Start of GIVEN RECORDS

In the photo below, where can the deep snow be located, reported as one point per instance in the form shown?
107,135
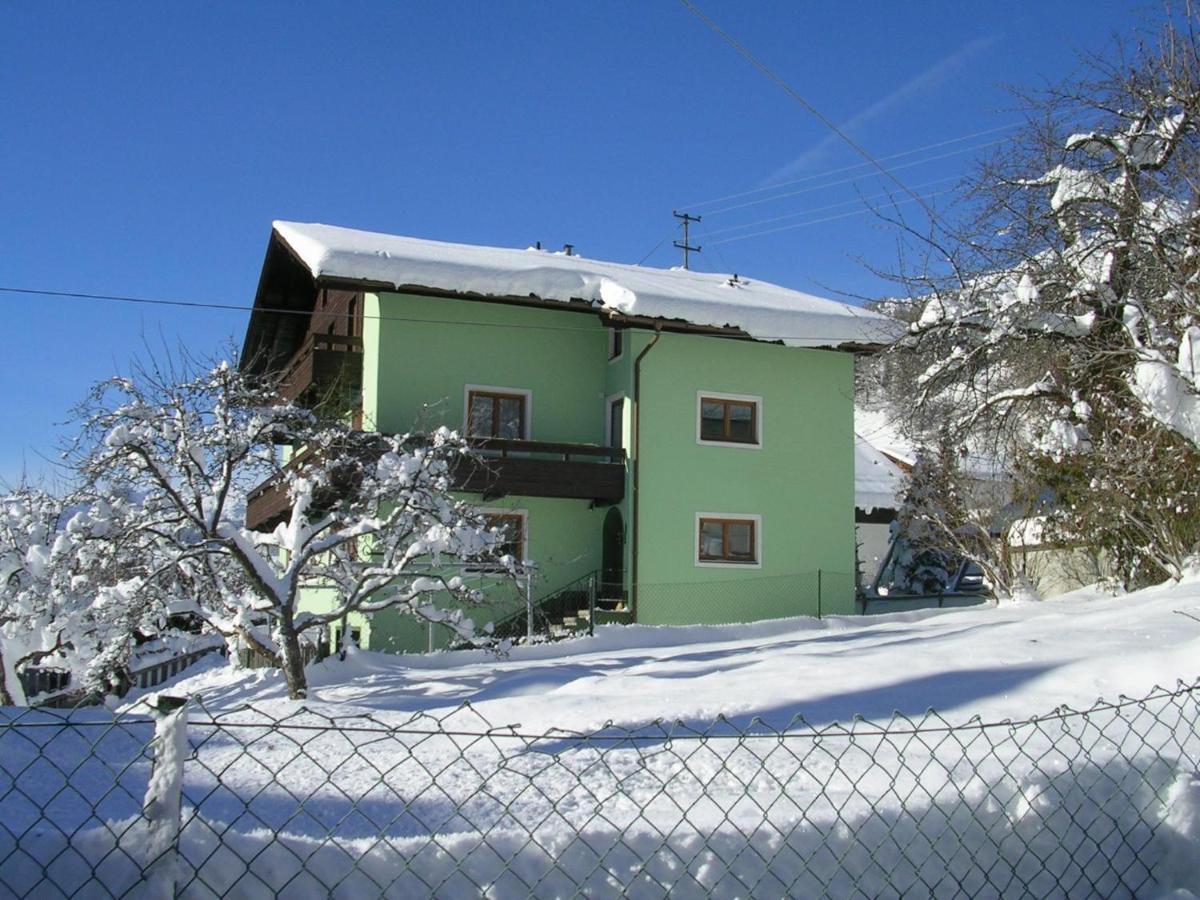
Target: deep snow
1013,660
1095,805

End of GIVEN RECORDS

▶ **INSTRUCTIONS FOR THE TASK**
Reproduce the items above line for line without altering any word or number, and omit the pictures.

▶ **RESULT BELOW**
In the photo below, where can the deep snow be located, reported as one point per instance in the form shown?
107,135
Target: deep snow
1013,660
1095,805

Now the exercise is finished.